--- Start of Source passage ---
Tony Millard’s eyes shine and the deep creases at their edges wrinkle tightly as he laughs behind the white face-mask that covers his grin.
“You should see him; he comes and canters up, stands there and stares down over the valley,” he says. “He’s a right tart.”
The trainer straightens his neck, lifting his head to mimic the image of the horse he is recalling in his mind’s eye.
“He’s in New Zealand in a big paddock where he was born. He’s got a good life and he deserves it. He’s a unique horse, one of those that comes along once in a lifetime.”
It is ten years this week since Millard’s horse of a lifetime sparked drama on the eve of the Hong Kong Mile. Back in December 2012, Ambitious Dragon was the star of the Hong Kong scene: before Able Friend and Beauty Generation, before Golden Sixty, ‘The Dragon’ was the horse making a case for greatness.
Ambitious Dragon had won the 2011 Hong Kong Derby and G1 QEII Cup to cap a relentless ascent from Class 4.
In the first half of 2012 he won the first two legs of the Triple Crown – at 1600 metres and 2000 metres – only to fail narrowly at the third and final test that May when second in the Champions & Chater Cup over 2400 metres.
The following autumn, by then a six-year-old, he returned with an emphatic defeat of Glorious Days, conceding 4lb in the G2 Sha Tin Trophy Handicap at a mile, then seemed to run flat when second to that rival, conceding a 5lb penalty, when the 1.8 favourite in the G2 Jockey Club Mile.
--- End of Source passage ---
--- Start of Stored rows ---
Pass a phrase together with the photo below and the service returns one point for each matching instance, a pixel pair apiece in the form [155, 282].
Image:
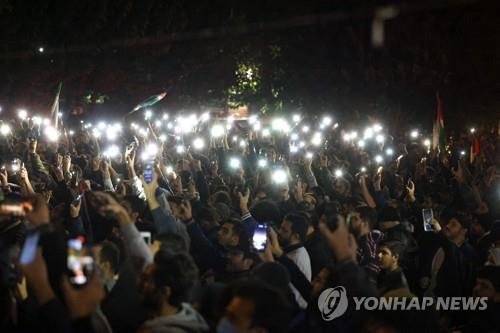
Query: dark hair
[177, 271]
[368, 214]
[266, 211]
[240, 230]
[172, 241]
[110, 253]
[397, 248]
[224, 197]
[266, 300]
[452, 213]
[137, 205]
[299, 225]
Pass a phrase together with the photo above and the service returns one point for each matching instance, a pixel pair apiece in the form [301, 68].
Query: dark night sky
[96, 46]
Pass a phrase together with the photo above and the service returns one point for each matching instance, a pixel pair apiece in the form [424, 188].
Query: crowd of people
[158, 237]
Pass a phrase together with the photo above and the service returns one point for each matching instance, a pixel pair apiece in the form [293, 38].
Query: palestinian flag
[438, 135]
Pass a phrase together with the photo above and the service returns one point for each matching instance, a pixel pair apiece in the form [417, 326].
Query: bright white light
[327, 121]
[234, 163]
[198, 143]
[5, 129]
[187, 124]
[279, 176]
[368, 133]
[22, 114]
[151, 150]
[280, 125]
[51, 133]
[205, 117]
[111, 134]
[316, 139]
[37, 120]
[217, 131]
[112, 151]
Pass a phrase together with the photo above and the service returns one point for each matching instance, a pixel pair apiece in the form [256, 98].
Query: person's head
[362, 220]
[254, 306]
[169, 241]
[293, 229]
[165, 284]
[389, 254]
[240, 260]
[232, 233]
[457, 226]
[320, 281]
[207, 218]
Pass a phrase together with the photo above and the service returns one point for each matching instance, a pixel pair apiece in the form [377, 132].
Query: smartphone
[146, 235]
[29, 248]
[259, 238]
[148, 172]
[427, 216]
[80, 263]
[77, 200]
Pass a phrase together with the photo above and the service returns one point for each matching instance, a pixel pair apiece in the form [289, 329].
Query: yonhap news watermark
[333, 303]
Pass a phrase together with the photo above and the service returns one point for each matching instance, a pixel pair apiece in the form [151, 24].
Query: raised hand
[244, 197]
[83, 301]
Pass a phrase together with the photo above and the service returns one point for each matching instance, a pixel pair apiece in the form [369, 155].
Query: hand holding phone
[427, 217]
[259, 239]
[80, 263]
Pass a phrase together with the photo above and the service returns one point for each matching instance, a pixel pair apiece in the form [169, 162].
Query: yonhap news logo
[333, 303]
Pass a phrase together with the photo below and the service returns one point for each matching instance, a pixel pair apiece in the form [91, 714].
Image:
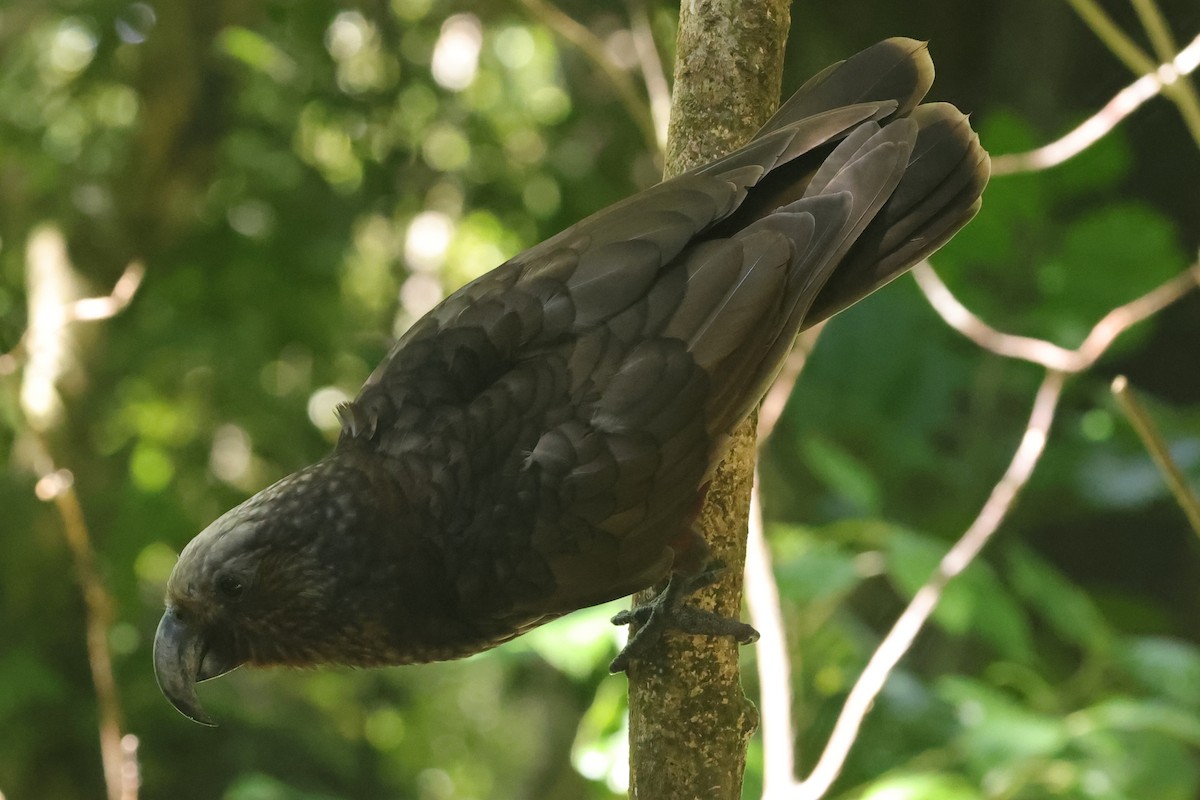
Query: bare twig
[1095, 127]
[655, 77]
[593, 48]
[899, 639]
[85, 310]
[773, 663]
[118, 752]
[1155, 24]
[762, 594]
[1043, 353]
[1152, 439]
[42, 350]
[1180, 92]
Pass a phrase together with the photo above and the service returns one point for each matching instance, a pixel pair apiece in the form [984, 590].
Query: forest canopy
[253, 199]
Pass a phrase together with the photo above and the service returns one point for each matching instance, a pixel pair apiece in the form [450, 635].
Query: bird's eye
[229, 587]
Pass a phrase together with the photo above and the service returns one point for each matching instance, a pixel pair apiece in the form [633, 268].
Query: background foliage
[301, 180]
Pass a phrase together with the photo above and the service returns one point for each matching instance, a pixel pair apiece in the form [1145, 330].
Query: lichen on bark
[689, 717]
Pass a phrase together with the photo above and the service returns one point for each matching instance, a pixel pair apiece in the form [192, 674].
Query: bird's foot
[669, 612]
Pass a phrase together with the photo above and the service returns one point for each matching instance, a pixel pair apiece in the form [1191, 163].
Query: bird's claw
[667, 612]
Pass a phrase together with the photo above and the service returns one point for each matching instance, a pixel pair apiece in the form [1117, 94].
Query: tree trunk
[689, 719]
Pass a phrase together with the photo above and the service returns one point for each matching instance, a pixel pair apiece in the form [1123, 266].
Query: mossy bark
[689, 717]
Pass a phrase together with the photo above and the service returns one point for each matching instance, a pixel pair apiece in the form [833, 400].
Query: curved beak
[183, 656]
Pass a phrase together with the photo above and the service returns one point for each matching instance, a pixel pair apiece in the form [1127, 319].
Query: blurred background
--- End of Stored rows ---
* [Objective]: Pick up the Ambitious Dragon article after its last sentence and continue it.

* [Reply]:
But the G1 Hong Kong Mile of 2012 was the big one, the race that would cement his status, and Ambitious Dragon had a point to prove one year on from his failure to win the G1 Hong Kong Cup over 2000 metres, in which he was only fourth as the 2.1 favourite.
There was extra spice, too: Zac Purton was at that time the upstart challenger to the dominant champion Douglas Whyte. The South African, ever the ice cool operator, had uncharacteristically turned back and pointed, grinning, at Purton when he crossed the winning line in the Jockey Club Mile, a sign that Purton had got under Whyte’s skin.
Meanwhile, the Millard stable was preparing Johnson Lam Pui-hung’s brilliant gelding with confidence and the strapping son of Pins was at his peak when disaster struck.
“All the drama, that was amazing: he lost a shoe and sliced his back leg open,” recalls Bev Millard, trainer’s wife, stable lynchpin and Ambitious Dragon’s work rider. That happened on a Thursday, just three days before the race.
“He didn’t have a great pain threshold,” her husband says, “so he was hopping about on three legs. Really, it was pretty minor in the overall scheme of things, but of course, here they’re strict on the trot-ups so it was actually touch and go.”
He didn’t have a great pain threshold, so he was hopping about on three legs.
An uncertain Friday rolled by into what turned out to be an anxious Saturday.
“It blew up on the Saturday morning,” continues Bev. “We went to the lunch for the Hong Kong International Sale and Tony told Mr Lam then. He came back to the stables to see the horse and, you know, he’s not a horse-savvy person, but straight away he turned to Tony and he said, ‘Hey boss, we’ve got a problem.’”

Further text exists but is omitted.